Why Barts is really VLIW4, not VLIW5 (and more on HD 5830/6790 being mainly 128-bit)

iMacmatician · Feb 29, 2012

DarthShader said:
He has one point though, his trolling was quite elaborate and insisted on numbers and math. So why not simply post some benchmarks numbers, like Carsten tried, or where the difference between VLIW 4 and 5 is shown, to stuff this guys mouth with crow?

Apparently just posting benchmark numbers won't do for him. But since he wants math, how about a more rigorous approach, using a targeted shader-only benchmark (for example, CarstenS's data would work if we have theoretical maximums too), to show that Barts is VLIW5?

First I'm going to make some necessary (and hopefully safe to make) assumptions, including Barts (XT) has 2016 SP GFLOPS, Cayman (XT) has 2703.36 SP GFLOPS, the clocks are constantly at the stated numbers during the benchmark, the theoretical maximum benchmark numbers (the numbers that would be gotten given no bottlenecks) for both chips are of the form # = K(SP count)(clock speeds) where K is some constant, and the benchmark software gives accurate numbers.

Let B = (Barts benchmark score)/2016, C = (Cayman benchmark score)/2703.36, Bt = (Barts theoretical maximum score on that benchmark)/2016, and Ct = (Cayman theoretical maximum score on that benchmark)/2703.36.

Pick a benchmark such that Bt < C. This result shows that Barts cannot be (Cayman-type) VLIW4. Why? Assume Barts is VLIW4. We know that C < Ct. Since Barts and Cayman are both the same VLIW4, Bt = Ct, so C < Bt, which is a contradiction since the benchmark said that C > Bt.

* * * * * * * * *

WORK TO COMPLETE →
(A) Could you write out the Barts VLIW4 post again, beginning at the words "iMacmatician · Feb" and stopping after "mouth with crow?", and substitute "humble pie" for "crow"?
(B) Can you pick up the Barts VLIW4 post after its last sentence and keep it going?

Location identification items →
* * * * * * * * *

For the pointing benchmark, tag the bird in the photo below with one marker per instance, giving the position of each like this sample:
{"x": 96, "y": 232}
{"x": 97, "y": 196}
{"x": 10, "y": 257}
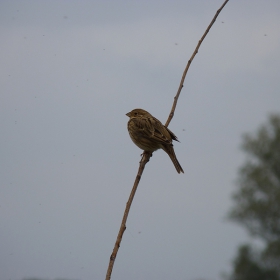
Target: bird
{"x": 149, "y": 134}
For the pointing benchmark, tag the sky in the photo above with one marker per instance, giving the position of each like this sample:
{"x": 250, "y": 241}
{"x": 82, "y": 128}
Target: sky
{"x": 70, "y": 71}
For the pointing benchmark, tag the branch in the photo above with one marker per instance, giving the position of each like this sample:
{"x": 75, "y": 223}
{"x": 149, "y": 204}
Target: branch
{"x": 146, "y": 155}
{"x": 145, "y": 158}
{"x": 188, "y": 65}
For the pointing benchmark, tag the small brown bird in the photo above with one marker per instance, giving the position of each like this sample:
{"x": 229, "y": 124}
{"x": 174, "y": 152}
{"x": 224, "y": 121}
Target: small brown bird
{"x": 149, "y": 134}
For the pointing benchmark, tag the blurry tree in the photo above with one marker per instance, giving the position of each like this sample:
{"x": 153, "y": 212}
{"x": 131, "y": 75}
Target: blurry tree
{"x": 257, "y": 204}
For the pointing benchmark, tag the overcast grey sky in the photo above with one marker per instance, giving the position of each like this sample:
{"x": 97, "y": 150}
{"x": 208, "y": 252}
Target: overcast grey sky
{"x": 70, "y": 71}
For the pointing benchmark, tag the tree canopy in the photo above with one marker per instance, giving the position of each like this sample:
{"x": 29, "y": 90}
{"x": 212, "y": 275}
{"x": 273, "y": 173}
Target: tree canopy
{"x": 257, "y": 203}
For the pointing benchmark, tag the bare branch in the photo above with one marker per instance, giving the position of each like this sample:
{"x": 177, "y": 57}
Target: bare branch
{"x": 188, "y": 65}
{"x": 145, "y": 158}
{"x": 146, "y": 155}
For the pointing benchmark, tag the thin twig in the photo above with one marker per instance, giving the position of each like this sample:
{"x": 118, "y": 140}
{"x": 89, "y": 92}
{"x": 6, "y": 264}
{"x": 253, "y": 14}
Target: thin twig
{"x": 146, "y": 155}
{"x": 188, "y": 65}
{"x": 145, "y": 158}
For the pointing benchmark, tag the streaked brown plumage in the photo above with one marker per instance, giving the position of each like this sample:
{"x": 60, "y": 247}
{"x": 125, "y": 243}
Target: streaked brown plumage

* * * * * * * * *

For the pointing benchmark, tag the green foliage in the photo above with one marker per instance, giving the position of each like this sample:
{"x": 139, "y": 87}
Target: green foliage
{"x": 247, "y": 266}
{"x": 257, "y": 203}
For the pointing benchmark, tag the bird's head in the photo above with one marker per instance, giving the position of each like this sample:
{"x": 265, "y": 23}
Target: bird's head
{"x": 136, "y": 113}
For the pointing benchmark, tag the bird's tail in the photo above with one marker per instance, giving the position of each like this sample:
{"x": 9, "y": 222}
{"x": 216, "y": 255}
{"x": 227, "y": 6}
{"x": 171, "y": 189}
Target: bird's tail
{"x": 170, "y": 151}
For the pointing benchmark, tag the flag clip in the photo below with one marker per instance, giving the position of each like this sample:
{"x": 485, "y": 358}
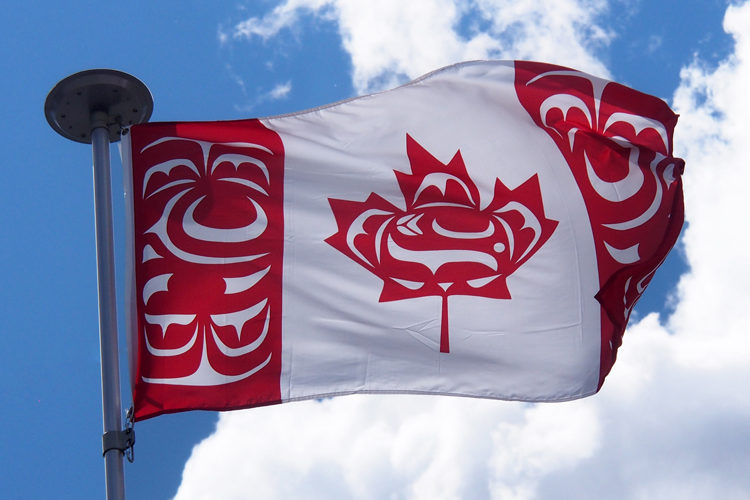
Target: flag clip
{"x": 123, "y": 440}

* * * * * * * * *

ANSWERS GIVEN →
(A)
iMacmatician · Feb 29, 2012

DarthShader said:
He has one point though, his trolling was quite elaborate and insisted on numbers and math. So why not simply post some benchmarks numbers, like Carsten tried, or where the difference between VLIW 4 and 5 is shown, to stuff this guys mouth with humble pie?

(B)
Alternatively, pick a benchmark such that Ct < B. This result shows that Barts cannot be (Cayman-type) VLIW4. Why? Assume Barts is VLIW4. We know that B < Bt. Since Barts and Cayman are both the same VLIW4, Bt = Ct, so B < Ct, which is a contradiction since the benchmark said that B > Ct.

Did I miss anything? (I'm not an architecture expert.)

Davros · Feb 29, 2012

Thanks guys, bloody fantastic answers..............

ps: what does != mean ? ( yes I am that thick

)

Zaphod · Feb 29, 2012

Usually "does not equal". Programming languages, limiting themselves to ASCII, can't use the proper "≠".

humbertklyka · Feb 29, 2012

!= means "does not equal", same with ~=

Gipsel · Feb 29, 2012

Davros said:
what does != mean ?

Not equal. An exclamation mark denotes a negation.

@iMacmatician:
I doubt something like this will be proof for him, as he will simply say AMD stated the number of units, the number of SIMD engines, the peak performance numbers, or all together wrong. Let's face it: Barts has officially 1120 SPs and 14 SIMD Engines now known as CUs. A single devision tells you already, that each CU is comprised of 80 SPs which equals 5*16, not 4*16.
14*4*16 would be 896 SPs (with lower peak performance) and 1120/64 would be 17.5 CUs.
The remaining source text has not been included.